▶ [DESCRIPTION OF THE TASK]: The lines below, from the one holding "in uniform, one per instance" through the final line, are to be copied exactly, with no other lines and no pictures.

** MATERIAL FOR THE TASK follows **

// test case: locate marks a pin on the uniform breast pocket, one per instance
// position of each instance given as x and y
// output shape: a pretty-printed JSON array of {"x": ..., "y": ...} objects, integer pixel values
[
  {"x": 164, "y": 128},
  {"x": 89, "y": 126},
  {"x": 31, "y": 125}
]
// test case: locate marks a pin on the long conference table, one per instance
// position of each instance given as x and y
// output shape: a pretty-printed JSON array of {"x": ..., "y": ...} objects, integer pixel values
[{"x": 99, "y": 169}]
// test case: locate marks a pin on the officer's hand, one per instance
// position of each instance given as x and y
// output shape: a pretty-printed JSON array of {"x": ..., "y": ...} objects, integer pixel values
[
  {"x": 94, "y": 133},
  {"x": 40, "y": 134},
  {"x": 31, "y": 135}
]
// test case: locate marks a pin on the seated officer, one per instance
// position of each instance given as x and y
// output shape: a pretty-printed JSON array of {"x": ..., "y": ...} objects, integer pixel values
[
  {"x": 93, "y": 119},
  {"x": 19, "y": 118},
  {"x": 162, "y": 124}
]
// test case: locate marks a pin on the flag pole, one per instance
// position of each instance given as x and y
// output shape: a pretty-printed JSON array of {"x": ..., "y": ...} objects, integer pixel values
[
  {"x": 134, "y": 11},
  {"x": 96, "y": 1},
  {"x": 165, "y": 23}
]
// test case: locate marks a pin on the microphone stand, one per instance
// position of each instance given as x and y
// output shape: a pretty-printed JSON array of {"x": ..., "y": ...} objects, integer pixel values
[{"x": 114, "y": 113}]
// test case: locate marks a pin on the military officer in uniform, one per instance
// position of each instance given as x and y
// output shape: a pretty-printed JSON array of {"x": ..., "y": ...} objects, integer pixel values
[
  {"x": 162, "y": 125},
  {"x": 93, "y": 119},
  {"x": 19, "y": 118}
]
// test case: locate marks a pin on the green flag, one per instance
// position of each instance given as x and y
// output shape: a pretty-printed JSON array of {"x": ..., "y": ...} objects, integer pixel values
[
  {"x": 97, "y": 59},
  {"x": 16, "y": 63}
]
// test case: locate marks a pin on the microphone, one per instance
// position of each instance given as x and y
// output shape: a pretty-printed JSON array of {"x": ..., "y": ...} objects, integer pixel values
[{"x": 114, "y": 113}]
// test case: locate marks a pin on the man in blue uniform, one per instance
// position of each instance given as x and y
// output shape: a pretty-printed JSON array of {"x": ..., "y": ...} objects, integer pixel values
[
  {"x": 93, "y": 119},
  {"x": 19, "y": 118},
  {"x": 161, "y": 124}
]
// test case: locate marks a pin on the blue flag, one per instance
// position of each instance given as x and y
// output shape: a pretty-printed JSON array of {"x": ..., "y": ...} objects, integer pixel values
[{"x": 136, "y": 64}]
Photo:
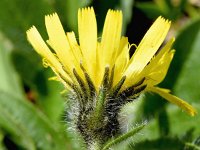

** End of MATERIAL FOR THE TASK **

▶ [RESPONSE TO THIS EXERCISE]:
// test case: locate marks a pin on the military officer in uniform, one per instance
// position of each instance given as x and y
// output shape: a pretty-printed JSON array of {"x": ..., "y": ...} objects, integer pixel values
[
  {"x": 162, "y": 125},
  {"x": 93, "y": 119},
  {"x": 19, "y": 118}
]
// test case: locate marks a pin on the green flag, one per instance
// position of each instance given as x and y
// output shape: a pretty-printed JSON array of {"x": ..., "y": ...} objects, integer pixel values
[
  {"x": 97, "y": 59},
  {"x": 16, "y": 63}
]
// test case: locate marks a pin on the microphone, one per instance
// position of each instance given as x and y
// output shape: a pretty-printed JSON array of {"x": ..., "y": ...} objects, integer pixel values
[{"x": 114, "y": 113}]
// test case: locate marks a pin on the man in blue uniform, one per instance
// position of each instance given as x and y
// output shape: a pretty-printed JSON array of {"x": ..., "y": ...} objects, integer pixel values
[
  {"x": 93, "y": 119},
  {"x": 19, "y": 118},
  {"x": 161, "y": 124}
]
// test case: locate marks a pin on the blue flag, one per instance
// position of each instance given as x and y
// output shape: a pretty-printed JSON array of {"x": ..., "y": ...} objects, integer pixel values
[{"x": 136, "y": 64}]
Photo:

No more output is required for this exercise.